(Labeled shape items)

···

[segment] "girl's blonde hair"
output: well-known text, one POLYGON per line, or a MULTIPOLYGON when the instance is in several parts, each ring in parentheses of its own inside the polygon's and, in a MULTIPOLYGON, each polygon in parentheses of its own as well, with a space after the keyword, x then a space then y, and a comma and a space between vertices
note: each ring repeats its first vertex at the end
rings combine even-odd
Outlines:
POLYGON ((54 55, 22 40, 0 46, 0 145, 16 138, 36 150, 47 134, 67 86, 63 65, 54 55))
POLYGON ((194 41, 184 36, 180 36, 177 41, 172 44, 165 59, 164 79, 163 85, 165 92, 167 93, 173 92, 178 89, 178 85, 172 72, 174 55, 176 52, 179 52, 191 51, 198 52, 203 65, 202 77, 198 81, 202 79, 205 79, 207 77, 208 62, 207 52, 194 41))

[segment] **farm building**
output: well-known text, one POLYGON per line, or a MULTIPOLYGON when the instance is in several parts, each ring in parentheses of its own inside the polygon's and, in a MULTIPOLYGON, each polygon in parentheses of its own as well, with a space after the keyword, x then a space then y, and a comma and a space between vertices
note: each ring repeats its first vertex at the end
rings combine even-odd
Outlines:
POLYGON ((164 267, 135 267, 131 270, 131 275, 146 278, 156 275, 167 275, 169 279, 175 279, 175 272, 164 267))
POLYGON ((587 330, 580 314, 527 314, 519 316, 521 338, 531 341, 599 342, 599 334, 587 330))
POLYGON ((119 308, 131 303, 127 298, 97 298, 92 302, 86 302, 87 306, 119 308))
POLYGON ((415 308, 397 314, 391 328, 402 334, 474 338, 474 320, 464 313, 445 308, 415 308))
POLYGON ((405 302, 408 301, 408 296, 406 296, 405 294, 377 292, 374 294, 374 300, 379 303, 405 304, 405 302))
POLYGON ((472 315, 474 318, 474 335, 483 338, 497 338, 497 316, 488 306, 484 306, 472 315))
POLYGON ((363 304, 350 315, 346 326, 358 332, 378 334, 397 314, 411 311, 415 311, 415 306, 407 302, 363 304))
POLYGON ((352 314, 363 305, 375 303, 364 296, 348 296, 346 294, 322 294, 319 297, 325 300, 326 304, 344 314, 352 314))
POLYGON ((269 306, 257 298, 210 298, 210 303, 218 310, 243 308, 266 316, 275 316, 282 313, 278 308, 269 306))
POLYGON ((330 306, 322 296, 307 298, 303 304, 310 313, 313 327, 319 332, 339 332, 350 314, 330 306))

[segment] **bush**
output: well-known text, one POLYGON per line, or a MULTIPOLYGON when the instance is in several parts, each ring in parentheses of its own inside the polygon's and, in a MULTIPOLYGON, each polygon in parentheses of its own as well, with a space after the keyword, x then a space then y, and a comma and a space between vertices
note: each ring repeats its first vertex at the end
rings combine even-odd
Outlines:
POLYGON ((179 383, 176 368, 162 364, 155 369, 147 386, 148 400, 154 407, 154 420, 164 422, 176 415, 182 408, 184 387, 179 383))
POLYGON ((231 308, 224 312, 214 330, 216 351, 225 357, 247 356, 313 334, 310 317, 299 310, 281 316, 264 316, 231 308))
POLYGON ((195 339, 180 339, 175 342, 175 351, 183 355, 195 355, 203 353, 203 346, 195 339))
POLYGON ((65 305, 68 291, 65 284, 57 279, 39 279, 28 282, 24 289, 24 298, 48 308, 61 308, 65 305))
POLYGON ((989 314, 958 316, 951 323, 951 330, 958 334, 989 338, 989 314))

···

GOAL
Output every line of the items above as a JSON list of strings, one string per line, with blank lines omitted.

RESULT BELOW
[
  "[segment] \"girl's blonde hair\"",
  "output: well-known text, one POLYGON per line, or a MULTIPOLYGON when the instance is in several parts, each ring in parentheses of its own inside the polygon's and, in a MULTIPOLYGON, each polygon in parentheses of its own as well, with a space after the keyword, x then a space then y, and a comma and a space between vertices",
  "note: each ring repeats its first vertex at the end",
  "rings combine even-odd",
  "Outlines:",
  "POLYGON ((54 55, 22 40, 0 46, 0 145, 16 138, 36 150, 47 134, 67 86, 63 65, 54 55))",
  "POLYGON ((194 41, 184 36, 180 36, 177 41, 172 44, 165 59, 164 79, 163 85, 165 92, 167 93, 173 92, 178 89, 178 85, 172 72, 174 55, 176 52, 179 52, 191 51, 198 52, 203 65, 202 77, 198 81, 202 79, 205 79, 207 77, 208 62, 207 52, 194 41))",
  "[segment] **farm building**",
  "output: well-known text, one POLYGON per line, or a MULTIPOLYGON when the instance is in several parts, each ring in parentheses of its own inside the polygon's and, in a MULTIPOLYGON, each polygon in parentheses of its own as well, with a space after the keyword, x then a space then y, and a comma and a space between vertices",
  "note: each ring repeats its first vertex at the end",
  "rings combine even-odd",
  "Outlines:",
  "POLYGON ((164 267, 135 267, 131 270, 131 275, 146 278, 156 275, 167 275, 169 279, 175 279, 175 272, 164 267))",
  "POLYGON ((587 330, 580 314, 527 314, 519 316, 521 338, 531 341, 599 342, 599 334, 587 330))",
  "POLYGON ((119 308, 131 303, 127 298, 97 298, 92 302, 86 302, 87 306, 119 308))",
  "POLYGON ((415 308, 397 314, 391 328, 402 334, 474 338, 474 320, 464 313, 445 308, 415 308))",
  "POLYGON ((405 302, 408 301, 408 296, 406 296, 405 294, 377 292, 374 294, 374 300, 379 303, 405 304, 405 302))",
  "POLYGON ((472 315, 474 318, 474 335, 483 338, 497 338, 497 316, 488 306, 484 306, 472 315))",
  "POLYGON ((363 304, 350 315, 346 326, 358 332, 378 334, 397 314, 411 311, 415 311, 415 306, 407 302, 363 304))",
  "POLYGON ((352 314, 363 305, 375 303, 364 296, 348 296, 346 294, 322 294, 319 297, 325 300, 326 304, 344 314, 352 314))",
  "POLYGON ((269 306, 257 298, 210 298, 210 303, 218 310, 243 308, 266 316, 275 316, 282 313, 278 308, 269 306))",
  "POLYGON ((330 306, 322 296, 307 298, 303 304, 310 313, 313 327, 319 332, 339 332, 350 314, 330 306))",
  "[segment] **bush**",
  "output: well-known text, one POLYGON per line, or a MULTIPOLYGON when the instance is in several parts, each ring in parentheses of its own inside the polygon's and, in a MULTIPOLYGON, each polygon in parentheses of its own as well, with a space after the keyword, x then a space then y, and a comma and a space between vertices",
  "note: each ring repeats its first vertex at the end",
  "rings combine even-odd",
  "Outlines:",
  "POLYGON ((179 383, 176 368, 162 364, 155 369, 147 386, 148 400, 154 407, 154 420, 164 422, 176 415, 182 408, 184 387, 179 383))",
  "POLYGON ((231 308, 224 312, 214 330, 216 351, 225 357, 247 356, 313 334, 310 317, 299 310, 281 316, 264 316, 231 308))",
  "POLYGON ((195 339, 180 339, 175 342, 175 351, 183 355, 195 355, 203 353, 203 346, 195 339))",
  "POLYGON ((65 305, 68 291, 65 284, 57 279, 39 279, 28 282, 24 289, 24 298, 48 308, 61 308, 65 305))",
  "POLYGON ((989 314, 958 316, 951 323, 951 330, 958 334, 989 338, 989 314))"
]